* STATED EXERCISE: Show every line in the rows below that contains the word "shallow".

* INPUT FOR THIS TASK:
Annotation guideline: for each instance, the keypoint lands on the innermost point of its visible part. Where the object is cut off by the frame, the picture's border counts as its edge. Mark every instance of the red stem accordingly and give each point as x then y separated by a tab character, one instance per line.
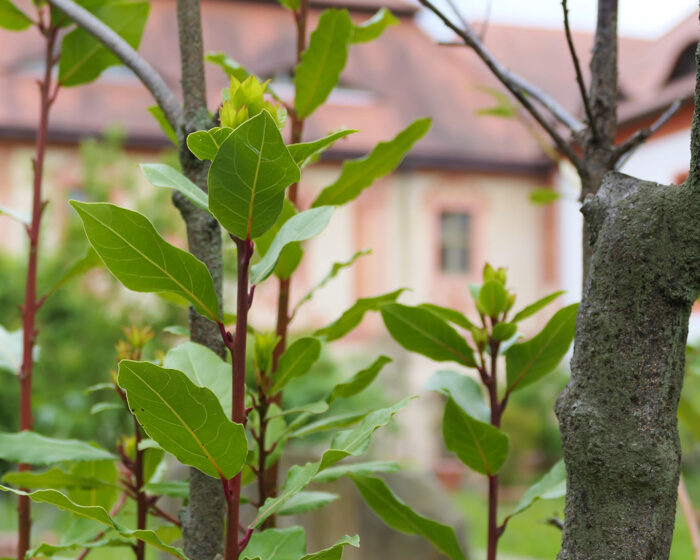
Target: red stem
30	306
==
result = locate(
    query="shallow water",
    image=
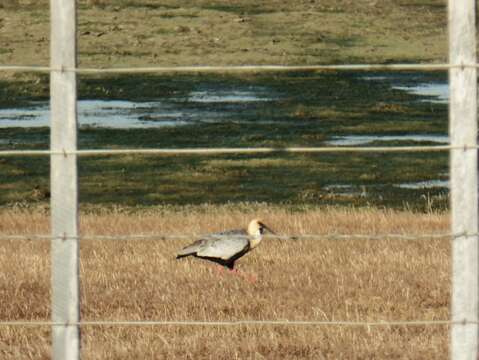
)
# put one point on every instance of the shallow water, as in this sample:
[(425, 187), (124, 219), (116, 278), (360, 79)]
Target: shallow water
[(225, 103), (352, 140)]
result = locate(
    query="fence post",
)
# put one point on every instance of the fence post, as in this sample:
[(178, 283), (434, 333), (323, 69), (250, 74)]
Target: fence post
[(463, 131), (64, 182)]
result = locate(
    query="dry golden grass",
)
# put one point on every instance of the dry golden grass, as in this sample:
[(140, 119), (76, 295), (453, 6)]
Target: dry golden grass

* TASK SOLUTION:
    query="shallow water",
# put one point on every instance of the shallow water, as in this sample:
Target: shallow water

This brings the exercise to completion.